What this task involves:
Reproduce the following items word for word, leaving out the pictures.

Pointing items
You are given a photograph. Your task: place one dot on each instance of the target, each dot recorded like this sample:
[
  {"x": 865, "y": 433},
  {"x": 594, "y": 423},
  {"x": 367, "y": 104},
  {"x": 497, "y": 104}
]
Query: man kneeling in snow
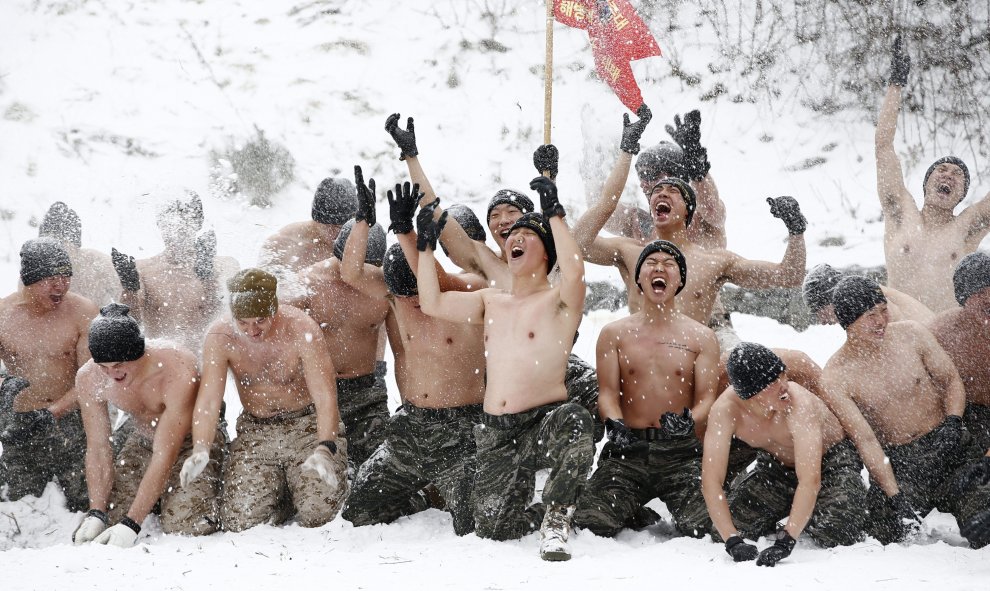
[
  {"x": 289, "y": 455},
  {"x": 156, "y": 385}
]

Written response:
You are given a photograph. Your task: place one dot on each instance of the target, each dot recorded like this sample:
[
  {"x": 865, "y": 433},
  {"x": 594, "y": 423},
  {"x": 367, "y": 104},
  {"x": 497, "y": 104}
]
Query: man kneeling in snow
[
  {"x": 289, "y": 455},
  {"x": 156, "y": 385}
]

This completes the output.